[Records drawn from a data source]
________________________________________
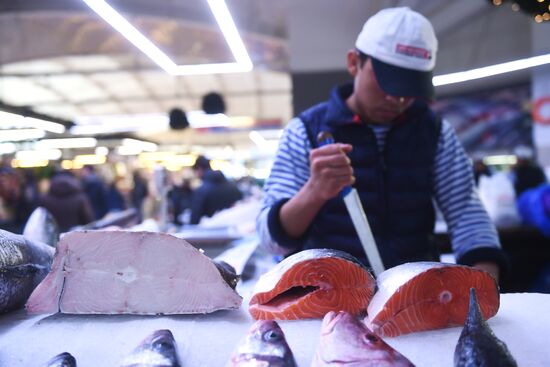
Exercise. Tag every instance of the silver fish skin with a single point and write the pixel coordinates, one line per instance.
(477, 345)
(157, 350)
(346, 341)
(23, 264)
(62, 360)
(264, 346)
(42, 227)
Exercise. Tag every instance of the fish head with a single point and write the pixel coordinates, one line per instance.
(265, 344)
(347, 340)
(62, 360)
(157, 349)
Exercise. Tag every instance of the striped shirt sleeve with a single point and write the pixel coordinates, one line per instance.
(289, 173)
(473, 235)
(454, 189)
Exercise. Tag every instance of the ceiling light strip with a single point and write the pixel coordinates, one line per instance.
(491, 70)
(224, 20)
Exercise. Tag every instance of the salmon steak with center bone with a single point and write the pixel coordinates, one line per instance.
(121, 272)
(427, 296)
(311, 283)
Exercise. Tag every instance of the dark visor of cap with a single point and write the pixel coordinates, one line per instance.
(401, 82)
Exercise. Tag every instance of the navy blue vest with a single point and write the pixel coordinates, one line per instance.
(395, 186)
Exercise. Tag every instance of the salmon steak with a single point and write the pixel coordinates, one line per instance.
(428, 295)
(311, 283)
(123, 272)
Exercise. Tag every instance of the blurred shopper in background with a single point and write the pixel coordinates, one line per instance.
(391, 147)
(214, 194)
(115, 199)
(526, 174)
(96, 191)
(138, 193)
(480, 169)
(67, 202)
(179, 199)
(10, 194)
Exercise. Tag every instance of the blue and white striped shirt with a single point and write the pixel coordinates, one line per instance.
(453, 189)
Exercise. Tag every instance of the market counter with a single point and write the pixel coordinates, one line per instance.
(523, 323)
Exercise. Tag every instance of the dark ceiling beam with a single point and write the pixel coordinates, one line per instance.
(28, 112)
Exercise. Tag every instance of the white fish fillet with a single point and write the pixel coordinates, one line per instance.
(119, 272)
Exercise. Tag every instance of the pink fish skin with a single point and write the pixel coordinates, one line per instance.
(264, 346)
(346, 341)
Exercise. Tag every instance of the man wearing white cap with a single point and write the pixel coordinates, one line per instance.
(391, 147)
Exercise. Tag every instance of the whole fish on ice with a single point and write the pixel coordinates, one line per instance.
(62, 360)
(42, 227)
(116, 272)
(23, 264)
(345, 341)
(157, 350)
(311, 283)
(264, 346)
(478, 346)
(428, 295)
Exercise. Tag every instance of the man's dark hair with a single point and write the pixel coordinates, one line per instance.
(202, 162)
(363, 58)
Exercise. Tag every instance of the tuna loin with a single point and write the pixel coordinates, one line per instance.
(311, 283)
(428, 295)
(117, 272)
(23, 264)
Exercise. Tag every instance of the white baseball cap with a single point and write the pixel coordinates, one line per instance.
(403, 47)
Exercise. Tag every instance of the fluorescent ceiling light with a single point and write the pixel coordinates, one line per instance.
(92, 125)
(225, 22)
(53, 127)
(12, 120)
(139, 144)
(66, 143)
(491, 70)
(7, 148)
(50, 154)
(500, 159)
(21, 134)
(102, 151)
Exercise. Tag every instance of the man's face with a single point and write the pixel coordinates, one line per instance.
(369, 100)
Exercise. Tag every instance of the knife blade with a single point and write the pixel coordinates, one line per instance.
(358, 217)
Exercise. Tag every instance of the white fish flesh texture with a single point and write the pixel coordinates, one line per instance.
(122, 272)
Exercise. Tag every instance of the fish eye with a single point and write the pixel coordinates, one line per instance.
(272, 336)
(371, 338)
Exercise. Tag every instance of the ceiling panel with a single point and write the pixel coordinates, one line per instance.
(76, 88)
(23, 91)
(202, 84)
(34, 67)
(274, 81)
(161, 84)
(242, 105)
(240, 82)
(141, 107)
(120, 85)
(108, 108)
(65, 111)
(186, 104)
(276, 106)
(91, 62)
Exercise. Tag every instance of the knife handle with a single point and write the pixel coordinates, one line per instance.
(325, 138)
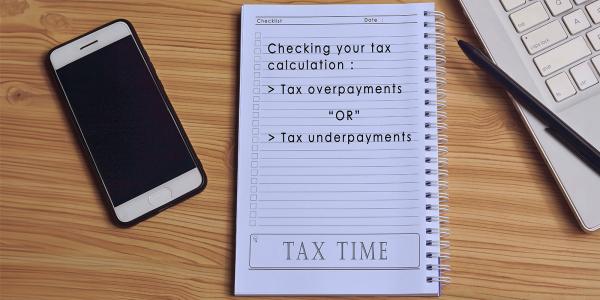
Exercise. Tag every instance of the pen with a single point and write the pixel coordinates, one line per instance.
(559, 129)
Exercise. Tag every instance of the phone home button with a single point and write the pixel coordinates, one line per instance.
(160, 197)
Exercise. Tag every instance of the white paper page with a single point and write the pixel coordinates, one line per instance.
(331, 166)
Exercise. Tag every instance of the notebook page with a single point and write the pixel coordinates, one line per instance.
(331, 158)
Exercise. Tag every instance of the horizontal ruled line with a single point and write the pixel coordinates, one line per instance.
(337, 125)
(349, 175)
(334, 24)
(337, 150)
(325, 101)
(336, 217)
(335, 16)
(334, 225)
(338, 191)
(386, 157)
(332, 183)
(348, 76)
(336, 200)
(333, 166)
(375, 108)
(309, 117)
(330, 208)
(341, 37)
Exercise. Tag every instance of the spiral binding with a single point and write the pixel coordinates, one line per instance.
(436, 174)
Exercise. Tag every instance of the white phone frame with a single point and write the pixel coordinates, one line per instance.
(159, 195)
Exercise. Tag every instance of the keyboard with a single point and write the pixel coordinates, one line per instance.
(563, 39)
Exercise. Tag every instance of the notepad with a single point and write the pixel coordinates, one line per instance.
(341, 183)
________________________________________
> **What you have to do**
Echo, line for line and unchanged, the stretch of items from the line containing "Exercise. Tag every instance of the spiral" through the end of the items, both ends included.

> **Task result**
Exercise. Tag every instance of the spiral binding with a single point and write the pixel coordinates, one line per instance.
(436, 174)
Exercise. Tag every instance of the white phone frame with a single point and write the pixel coordinates, one line per instance.
(159, 195)
Exercise. Tag every instance of the keyboard with a single point and write the pixel coordinates, one line per instance.
(563, 39)
Exercise. Tag every instance of the notepad with a single point and write the pixel coordinates, one line per instance.
(341, 183)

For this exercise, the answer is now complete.